▸ Your task
Please reproduce all of the lines below, word for word and in full.

[[ Input for this task, beginning ]]

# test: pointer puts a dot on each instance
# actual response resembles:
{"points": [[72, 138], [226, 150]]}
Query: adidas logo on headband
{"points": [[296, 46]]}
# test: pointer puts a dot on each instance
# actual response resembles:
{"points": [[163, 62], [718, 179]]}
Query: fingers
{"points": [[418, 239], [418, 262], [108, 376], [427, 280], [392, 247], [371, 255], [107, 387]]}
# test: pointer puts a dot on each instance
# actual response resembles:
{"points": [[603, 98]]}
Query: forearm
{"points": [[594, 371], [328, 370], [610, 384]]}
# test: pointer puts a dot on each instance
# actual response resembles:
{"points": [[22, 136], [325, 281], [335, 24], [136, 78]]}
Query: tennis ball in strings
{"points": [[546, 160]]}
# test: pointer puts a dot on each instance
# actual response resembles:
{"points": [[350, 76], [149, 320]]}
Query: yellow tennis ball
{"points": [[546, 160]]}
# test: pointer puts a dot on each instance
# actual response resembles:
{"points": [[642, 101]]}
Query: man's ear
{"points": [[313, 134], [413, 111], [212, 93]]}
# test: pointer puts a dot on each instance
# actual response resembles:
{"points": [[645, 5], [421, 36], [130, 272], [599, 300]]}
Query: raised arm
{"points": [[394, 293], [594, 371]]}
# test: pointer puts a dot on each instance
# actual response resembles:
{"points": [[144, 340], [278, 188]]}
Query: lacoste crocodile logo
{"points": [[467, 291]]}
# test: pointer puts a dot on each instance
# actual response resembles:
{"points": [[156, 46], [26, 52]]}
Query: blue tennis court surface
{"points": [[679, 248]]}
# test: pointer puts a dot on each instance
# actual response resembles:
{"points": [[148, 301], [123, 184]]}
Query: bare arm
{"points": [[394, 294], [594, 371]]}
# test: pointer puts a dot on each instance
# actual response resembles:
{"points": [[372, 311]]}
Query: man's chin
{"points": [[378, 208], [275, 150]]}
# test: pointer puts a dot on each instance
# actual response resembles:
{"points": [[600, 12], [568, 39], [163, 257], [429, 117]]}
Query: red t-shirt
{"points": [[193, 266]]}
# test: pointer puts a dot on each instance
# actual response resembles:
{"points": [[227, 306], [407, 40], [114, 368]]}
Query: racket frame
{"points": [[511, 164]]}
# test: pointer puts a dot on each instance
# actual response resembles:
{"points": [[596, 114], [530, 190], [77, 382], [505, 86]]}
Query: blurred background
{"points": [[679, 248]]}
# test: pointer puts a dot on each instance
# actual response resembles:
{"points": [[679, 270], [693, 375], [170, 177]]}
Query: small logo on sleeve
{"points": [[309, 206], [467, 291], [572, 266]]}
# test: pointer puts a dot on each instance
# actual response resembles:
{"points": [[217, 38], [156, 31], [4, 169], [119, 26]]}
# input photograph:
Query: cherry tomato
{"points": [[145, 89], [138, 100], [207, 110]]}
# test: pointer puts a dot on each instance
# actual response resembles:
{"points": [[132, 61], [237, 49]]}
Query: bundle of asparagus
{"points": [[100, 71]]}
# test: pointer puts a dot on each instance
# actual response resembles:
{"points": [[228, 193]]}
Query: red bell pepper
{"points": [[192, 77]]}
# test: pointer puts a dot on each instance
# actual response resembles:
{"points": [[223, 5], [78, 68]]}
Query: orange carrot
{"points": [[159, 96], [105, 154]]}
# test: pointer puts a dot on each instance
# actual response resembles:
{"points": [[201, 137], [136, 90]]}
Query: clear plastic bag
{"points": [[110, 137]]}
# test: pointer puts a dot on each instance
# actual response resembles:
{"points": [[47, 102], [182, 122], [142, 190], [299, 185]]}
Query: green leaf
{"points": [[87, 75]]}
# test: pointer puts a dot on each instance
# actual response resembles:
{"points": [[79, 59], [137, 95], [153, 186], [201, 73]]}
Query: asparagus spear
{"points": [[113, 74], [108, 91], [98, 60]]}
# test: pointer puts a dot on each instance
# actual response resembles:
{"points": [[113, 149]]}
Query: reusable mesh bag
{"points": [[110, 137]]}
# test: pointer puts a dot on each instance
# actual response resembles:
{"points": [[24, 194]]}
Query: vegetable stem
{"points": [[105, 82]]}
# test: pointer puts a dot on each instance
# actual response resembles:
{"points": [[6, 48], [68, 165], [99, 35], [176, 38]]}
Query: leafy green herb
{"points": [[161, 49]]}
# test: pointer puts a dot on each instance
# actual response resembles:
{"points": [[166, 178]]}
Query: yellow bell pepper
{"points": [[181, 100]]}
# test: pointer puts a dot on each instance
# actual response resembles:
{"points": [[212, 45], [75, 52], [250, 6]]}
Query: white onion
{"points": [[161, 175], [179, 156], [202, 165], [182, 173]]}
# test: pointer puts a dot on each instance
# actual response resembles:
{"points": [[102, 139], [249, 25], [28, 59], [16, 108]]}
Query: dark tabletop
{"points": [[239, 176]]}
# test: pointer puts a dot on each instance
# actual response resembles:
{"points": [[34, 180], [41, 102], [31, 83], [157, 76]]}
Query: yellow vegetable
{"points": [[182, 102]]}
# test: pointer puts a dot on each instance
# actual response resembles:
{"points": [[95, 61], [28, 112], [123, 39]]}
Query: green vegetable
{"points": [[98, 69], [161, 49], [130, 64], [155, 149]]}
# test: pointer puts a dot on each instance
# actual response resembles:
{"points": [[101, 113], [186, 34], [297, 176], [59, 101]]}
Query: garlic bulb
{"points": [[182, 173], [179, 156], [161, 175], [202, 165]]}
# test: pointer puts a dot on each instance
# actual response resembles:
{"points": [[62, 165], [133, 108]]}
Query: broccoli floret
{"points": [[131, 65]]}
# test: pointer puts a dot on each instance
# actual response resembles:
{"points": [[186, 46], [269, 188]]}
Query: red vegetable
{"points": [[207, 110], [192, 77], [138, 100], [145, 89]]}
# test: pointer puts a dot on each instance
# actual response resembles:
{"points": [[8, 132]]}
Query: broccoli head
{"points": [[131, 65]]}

[[ Input for this task, end ]]

▸ Task output
# test: pointer puts a dot on each instance
# actual response resembles:
{"points": [[72, 138], [226, 150]]}
Query: adidas logo on headband
{"points": [[296, 46]]}
# test: pointer puts a dot on each instance
# actual response resembles:
{"points": [[163, 62], [718, 179]]}
Query: fingers
{"points": [[418, 239], [418, 262], [108, 376], [427, 280], [392, 247], [371, 255], [107, 387]]}
# test: pointer puts a dot on each instance
# actual response resembles:
{"points": [[603, 98]]}
Query: forearm
{"points": [[594, 371], [328, 370], [610, 384]]}
# test: pointer puts a dot on each instance
# actual response resembles:
{"points": [[22, 136], [325, 281], [335, 24], [136, 78]]}
Query: tennis ball in strings
{"points": [[546, 160]]}
# test: pointer puts a dot on each instance
# actual response resembles:
{"points": [[350, 76], [149, 320]]}
Query: yellow tennis ball
{"points": [[546, 160]]}
# test: pointer puts a dot on each instance
# actual response resembles:
{"points": [[642, 101]]}
Query: man's ear
{"points": [[313, 134], [413, 111], [212, 93]]}
# test: pointer puts a dot on each instance
# actual response resembles:
{"points": [[645, 5], [421, 36], [130, 272], [599, 300]]}
Query: raised arm
{"points": [[394, 293], [594, 371]]}
# test: pointer puts a dot on each instance
# actual response resembles:
{"points": [[144, 340], [278, 188]]}
Query: lacoste crocodile logo
{"points": [[467, 291]]}
# test: pointer puts a dot on each instance
# actual response resembles:
{"points": [[156, 46], [26, 52]]}
Query: blue tennis court surface
{"points": [[679, 248]]}
# test: pointer puts a dot on each instance
# actual response resembles:
{"points": [[148, 301], [123, 184]]}
Query: bare arm
{"points": [[394, 294], [594, 371]]}
# test: pointer puts a dot on each instance
# actual response resembles:
{"points": [[372, 311]]}
Query: man's chin
{"points": [[378, 208], [275, 150]]}
# test: pointer puts a dot on each instance
# actual response resembles:
{"points": [[600, 12], [568, 39], [163, 257], [429, 117]]}
Query: red t-shirt
{"points": [[193, 266]]}
# test: pointer puts a dot on each instance
# actual response resembles:
{"points": [[227, 306], [407, 40], [114, 368]]}
Query: racket frame
{"points": [[511, 164]]}
# test: pointer puts a dot on each instance
# actual response resembles:
{"points": [[596, 114], [530, 190], [77, 382], [505, 86]]}
Query: blurred background
{"points": [[679, 248]]}
# test: pointer puts a dot on each instance
# actual response resembles:
{"points": [[679, 270], [693, 375], [170, 177]]}
Query: small logo on sleeve
{"points": [[309, 206], [467, 291], [572, 266]]}
# test: pointer puts a dot on each instance
# actual response resembles:
{"points": [[217, 38], [156, 31], [4, 169], [119, 26]]}
# input photograph:
Query: cherry tomato
{"points": [[145, 89], [138, 100], [207, 110]]}
# test: pointer puts a dot on each instance
# actual response resembles:
{"points": [[132, 61], [237, 49]]}
Query: bundle of asparagus
{"points": [[100, 71]]}
# test: pointer puts a dot on each instance
# actual response resembles:
{"points": [[228, 193]]}
Query: red bell pepper
{"points": [[192, 77]]}
# test: pointer puts a dot on each instance
# actual response resembles:
{"points": [[223, 5], [78, 68]]}
Query: orange carrot
{"points": [[159, 96], [105, 154]]}
# test: pointer puts a dot on each instance
# actual response resembles:
{"points": [[201, 137], [136, 90]]}
Query: clear plastic bag
{"points": [[110, 137]]}
# test: pointer puts a dot on each instance
# actual response resembles:
{"points": [[47, 102], [182, 122], [142, 190], [299, 185]]}
Query: green leaf
{"points": [[87, 75]]}
# test: pointer puts a dot on each instance
# actual response resembles:
{"points": [[79, 59], [137, 95], [153, 186], [201, 73]]}
Query: asparagus spear
{"points": [[113, 74], [108, 91], [98, 60]]}
# test: pointer puts a dot on each instance
# actual response resembles:
{"points": [[113, 149]]}
Query: reusable mesh bag
{"points": [[110, 137]]}
# test: pointer puts a dot on each instance
# actual response resembles:
{"points": [[24, 194]]}
Query: vegetable stem
{"points": [[105, 82]]}
# test: pointer puts a dot on each instance
# actual response resembles:
{"points": [[6, 48], [68, 165], [99, 35], [176, 38]]}
Query: leafy green herb
{"points": [[161, 49]]}
# test: pointer puts a dot on each instance
# actual response resembles:
{"points": [[166, 178]]}
Query: yellow bell pepper
{"points": [[181, 100]]}
# test: pointer puts a dot on each instance
# actual response resembles:
{"points": [[212, 45], [75, 52], [250, 6]]}
Query: white onion
{"points": [[161, 175], [179, 156], [202, 165], [182, 173]]}
# test: pointer puts a dot on each instance
# actual response resembles:
{"points": [[102, 139], [249, 25], [28, 59], [16, 108]]}
Query: dark tabletop
{"points": [[239, 176]]}
# test: pointer puts a dot on each instance
# actual response resembles:
{"points": [[34, 180], [41, 102], [31, 83], [157, 76]]}
Query: yellow vegetable
{"points": [[182, 102]]}
# test: pointer puts a dot on each instance
# actual response resembles:
{"points": [[95, 61], [28, 112], [123, 39]]}
Query: green vegetable
{"points": [[98, 69], [161, 49], [130, 64], [155, 149]]}
# test: pointer puts a dot on each instance
# actual response resembles:
{"points": [[101, 113], [186, 34], [297, 176], [59, 101]]}
Query: garlic bulb
{"points": [[182, 173], [179, 156], [161, 175], [202, 165]]}
# test: pointer puts a dot on each instance
# actual response resembles:
{"points": [[62, 165], [133, 108]]}
Query: broccoli floret
{"points": [[131, 65]]}
# test: pointer puts a dot on each instance
# actual response resembles:
{"points": [[186, 46], [269, 188]]}
Query: red vegetable
{"points": [[207, 110], [192, 77], [138, 100], [145, 89]]}
# test: pointer puts a dot on each instance
# actual response resembles:
{"points": [[8, 132]]}
Query: broccoli head
{"points": [[131, 65]]}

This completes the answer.